» **Testo fornito**
%%
Sì lo ammetto, sono malata… malata! Qualcuno mi aiuti per l’amor del cielo!
E non è per niente facile parlarne, ve lo dico. Primo perché la gente non mi capisce, secondo perché la gente non sa proprio niente in generale, riguardo a questa faccenda. Non voglio offendere nessuno, sia chiaro. Però la malattia di cui soffro richiede una certa preparazione di base.
Provateci voi a capirne qualcosa se non avete mai praticato uno sport chiamato “pattinaggio artistico”. Uno sport che appena inizi a praticarlo pensi che sarà impossibile, che non ce la farai mai a fare un giro su te stessa con i pattini addosso, in movimento, atterrando su un piede solo, anzi su un pattino solo, e a rimanere pure in piedi!

Mio padre mi diceva sempre «ti faccio una foto mentre sei in aria così la porti alla maestra, tanto mica lo sa lei che poi esci dalla pista rotolando per terra» (simpatico…).
E invece io, al primo tentativo, tac, in piedi! La felicità in quel momento… non ve la so spiegare! Mi ero perfettamente arrotolata su me stessa per ben mezzo giro ed ero arrivata con posa plastica senza aver provocato nessun buco sul pavimento! Sì, avevo detto a me stessa, sarò una campionessa!!
Così mi ero precipitata dall’allenatrice che all’epoca io chiamavo maestra perché si sa che i bambini, gli allenatori, li chiamano “maestri”.
%%
» **Compiti dell'esercizio**
**A.** Riporta senza modifiche il passo del testo sul pattinaggio artistico che parte dalle parole "E non è per" e si ferma dopo "pure in piedi!".
**B.** Rispondi a queste domande sul testo relativo al pattinaggio artistico:
(i) Quale sport viene praticato da chi racconta?
(ii) Quanto era riuscita a ruotare su se stessa chi racconta al primo tentativo?
(iii) Con quale parola chi racconta chiamava all'epoca l'allenatrice?
**C.** Prosegui il racconto sul pattinaggio artistico a partire dalla sua ultima frase.

» **Materiale estratto**
%%
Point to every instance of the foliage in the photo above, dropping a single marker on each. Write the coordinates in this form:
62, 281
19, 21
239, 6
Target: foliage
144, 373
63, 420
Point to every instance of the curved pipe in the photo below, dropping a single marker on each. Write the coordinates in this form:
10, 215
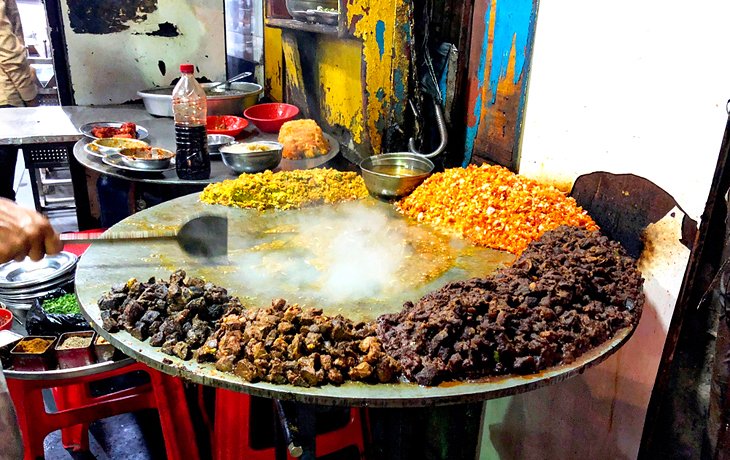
%%
» **Risposte scritte**
**A.**
E non è per niente facile parlarne, ve lo dico. Primo perché la gente non mi capisce, secondo perché la gente non sa proprio niente in generale, riguardo a questa faccenda. Non voglio offendere nessuno, sia chiaro. Però la malattia di cui soffro richiede una certa preparazione di base.
Provateci voi a capirne qualcosa se non avete mai praticato uno sport chiamato “pattinaggio artistico”. Uno sport che appena inizi a praticarlo pensi che sarà impossibile, che non ce la farai mai a fare un giro su te stessa con i pattini addosso, in movimento, atterrando su un piede solo, anzi su un pattino solo, e a rimanere pure in piedi!

**B.**
(i) Il pattinaggio artistico.
(ii) Mezzo giro.
(iii) Maestra.

**C.**
«Maestra maestra ci sono riuscita!!» Giuro, non stavo nella pelle, avevo dimenticato in un istante di avere ai piedi delle armi potenzialmente spezza-femore. Mi ero avvicinata a lei in piena padronanza, girando e frenando come solo i campioni (quale io sarei certamente diventata), fanno. Lei mi aveva guardata con quell’aria dei grandi quanto dicono a un bambino “bravooo… bravissimoooo” perché i ragazzini bisogna sempre incoraggiarli, scherziamo? Potrebbero crescere con delle insicurezze, avere problemi adolescenziali, diventare degli adulti disadattati. Io a mia volta l’avevo guardata con quell’aria del bambino che dice “sì sì trattami pure da deficiente, tu non sai chi hai davanti! Adesso vedi come rimani a bocca aperta, carina! Ti sfodero il miglior salto del tre che tu abbia mai visto in vita tua!”.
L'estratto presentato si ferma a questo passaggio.